===== LISTED RECORDS =====

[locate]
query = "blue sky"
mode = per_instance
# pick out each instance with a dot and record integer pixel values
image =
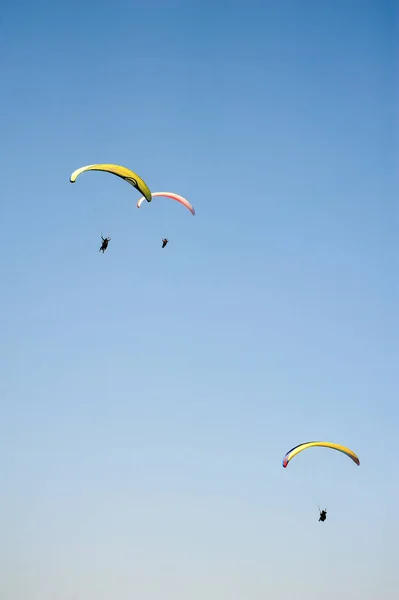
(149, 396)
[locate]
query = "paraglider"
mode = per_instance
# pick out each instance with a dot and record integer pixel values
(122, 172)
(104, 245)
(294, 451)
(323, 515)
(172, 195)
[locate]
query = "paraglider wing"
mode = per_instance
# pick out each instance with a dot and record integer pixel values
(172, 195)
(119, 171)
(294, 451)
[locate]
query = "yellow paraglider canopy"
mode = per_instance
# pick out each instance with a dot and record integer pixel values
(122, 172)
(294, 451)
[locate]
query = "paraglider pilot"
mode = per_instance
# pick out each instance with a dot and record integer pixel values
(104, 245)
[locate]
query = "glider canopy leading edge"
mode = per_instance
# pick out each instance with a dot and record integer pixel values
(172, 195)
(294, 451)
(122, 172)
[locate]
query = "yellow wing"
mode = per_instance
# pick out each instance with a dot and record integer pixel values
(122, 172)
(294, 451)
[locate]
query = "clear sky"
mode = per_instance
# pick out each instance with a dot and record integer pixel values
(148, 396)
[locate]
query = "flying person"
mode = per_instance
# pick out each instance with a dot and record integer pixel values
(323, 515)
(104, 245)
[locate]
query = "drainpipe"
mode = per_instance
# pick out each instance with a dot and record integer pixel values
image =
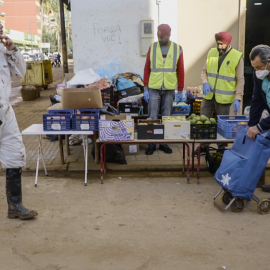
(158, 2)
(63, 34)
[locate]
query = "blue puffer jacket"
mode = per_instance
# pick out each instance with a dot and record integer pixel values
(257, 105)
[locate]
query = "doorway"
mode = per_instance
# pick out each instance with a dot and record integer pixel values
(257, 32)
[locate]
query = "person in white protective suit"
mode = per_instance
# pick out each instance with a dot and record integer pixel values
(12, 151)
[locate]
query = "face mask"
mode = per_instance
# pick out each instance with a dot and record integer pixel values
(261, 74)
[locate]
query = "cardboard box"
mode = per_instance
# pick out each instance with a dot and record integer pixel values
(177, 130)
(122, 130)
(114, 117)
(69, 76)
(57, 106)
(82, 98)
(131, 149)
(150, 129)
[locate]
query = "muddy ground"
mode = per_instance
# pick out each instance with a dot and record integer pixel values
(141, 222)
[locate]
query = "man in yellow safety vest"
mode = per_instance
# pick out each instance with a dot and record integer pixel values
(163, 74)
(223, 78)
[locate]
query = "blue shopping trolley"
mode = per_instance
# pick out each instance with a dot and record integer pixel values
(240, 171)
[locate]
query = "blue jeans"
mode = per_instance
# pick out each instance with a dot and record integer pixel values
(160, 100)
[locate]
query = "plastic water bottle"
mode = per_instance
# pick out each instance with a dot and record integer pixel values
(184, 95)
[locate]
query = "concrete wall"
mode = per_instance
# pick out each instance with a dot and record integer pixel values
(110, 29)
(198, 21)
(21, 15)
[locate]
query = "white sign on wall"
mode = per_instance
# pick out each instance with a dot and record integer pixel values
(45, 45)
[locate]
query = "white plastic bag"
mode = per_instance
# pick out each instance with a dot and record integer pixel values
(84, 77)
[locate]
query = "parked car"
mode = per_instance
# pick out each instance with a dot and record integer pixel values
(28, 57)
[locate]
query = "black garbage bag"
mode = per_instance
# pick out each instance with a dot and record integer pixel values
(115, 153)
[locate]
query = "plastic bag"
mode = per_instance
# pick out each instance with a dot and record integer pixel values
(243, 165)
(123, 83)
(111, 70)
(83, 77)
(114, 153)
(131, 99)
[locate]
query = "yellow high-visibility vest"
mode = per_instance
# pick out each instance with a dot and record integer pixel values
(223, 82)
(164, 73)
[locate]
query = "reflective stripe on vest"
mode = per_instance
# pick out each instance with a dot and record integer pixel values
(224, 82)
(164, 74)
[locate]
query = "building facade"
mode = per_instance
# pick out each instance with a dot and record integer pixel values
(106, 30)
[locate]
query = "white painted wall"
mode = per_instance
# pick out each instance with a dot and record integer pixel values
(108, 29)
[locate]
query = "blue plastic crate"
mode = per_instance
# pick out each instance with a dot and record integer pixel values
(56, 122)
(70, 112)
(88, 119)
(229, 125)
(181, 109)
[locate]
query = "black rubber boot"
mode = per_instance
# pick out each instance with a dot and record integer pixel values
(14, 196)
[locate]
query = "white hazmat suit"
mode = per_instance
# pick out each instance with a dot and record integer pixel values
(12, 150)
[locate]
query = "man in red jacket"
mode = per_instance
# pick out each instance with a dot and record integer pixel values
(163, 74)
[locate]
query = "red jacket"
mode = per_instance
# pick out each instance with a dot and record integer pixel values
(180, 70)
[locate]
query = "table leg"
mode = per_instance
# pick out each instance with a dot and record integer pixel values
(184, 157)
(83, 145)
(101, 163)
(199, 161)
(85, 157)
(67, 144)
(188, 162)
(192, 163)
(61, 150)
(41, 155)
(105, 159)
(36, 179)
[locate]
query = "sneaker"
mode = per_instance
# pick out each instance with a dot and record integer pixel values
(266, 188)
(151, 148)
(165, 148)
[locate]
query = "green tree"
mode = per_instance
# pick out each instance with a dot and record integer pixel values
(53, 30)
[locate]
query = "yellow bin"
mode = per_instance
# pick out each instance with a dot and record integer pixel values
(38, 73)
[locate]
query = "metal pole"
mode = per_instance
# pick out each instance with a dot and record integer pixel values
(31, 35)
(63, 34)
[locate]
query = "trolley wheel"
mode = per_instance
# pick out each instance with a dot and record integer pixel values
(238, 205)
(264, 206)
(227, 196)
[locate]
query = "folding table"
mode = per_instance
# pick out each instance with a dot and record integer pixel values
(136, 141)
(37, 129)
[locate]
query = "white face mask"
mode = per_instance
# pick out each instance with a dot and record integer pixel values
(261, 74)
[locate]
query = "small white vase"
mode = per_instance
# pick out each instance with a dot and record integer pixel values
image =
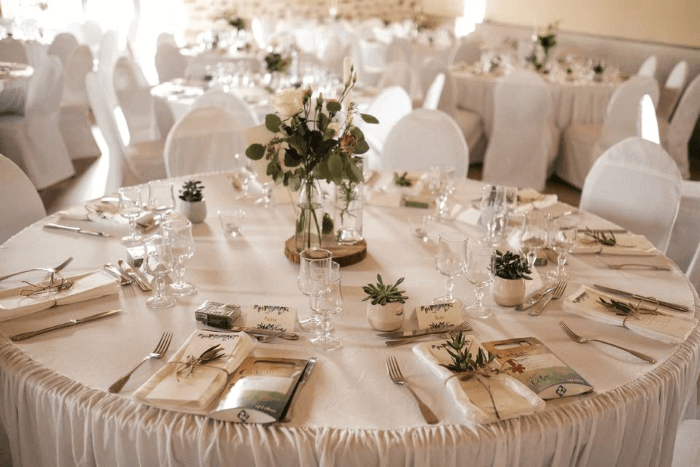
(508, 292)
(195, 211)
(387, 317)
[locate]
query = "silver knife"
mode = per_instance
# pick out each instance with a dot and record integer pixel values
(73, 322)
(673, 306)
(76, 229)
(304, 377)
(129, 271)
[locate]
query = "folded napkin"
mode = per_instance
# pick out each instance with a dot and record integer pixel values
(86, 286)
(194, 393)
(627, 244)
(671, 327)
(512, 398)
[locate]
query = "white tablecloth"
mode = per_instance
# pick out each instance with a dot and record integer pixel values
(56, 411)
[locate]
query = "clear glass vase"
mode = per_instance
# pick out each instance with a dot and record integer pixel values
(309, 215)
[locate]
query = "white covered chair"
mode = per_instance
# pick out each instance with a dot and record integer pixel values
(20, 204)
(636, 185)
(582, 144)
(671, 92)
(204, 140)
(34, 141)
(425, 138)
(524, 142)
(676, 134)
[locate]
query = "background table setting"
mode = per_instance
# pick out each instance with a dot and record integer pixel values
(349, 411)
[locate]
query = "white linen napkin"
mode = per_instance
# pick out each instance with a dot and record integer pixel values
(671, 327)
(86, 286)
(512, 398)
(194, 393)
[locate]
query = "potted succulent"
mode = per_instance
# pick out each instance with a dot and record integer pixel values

=====

■ **WHAT YOU NEED TO DO**
Filter the records above and return every line that holds the word "jacket".

■ **TASK RESPONSE**
query = "blue puffer jacket"
query = "man in red jacket"
query = "red jacket"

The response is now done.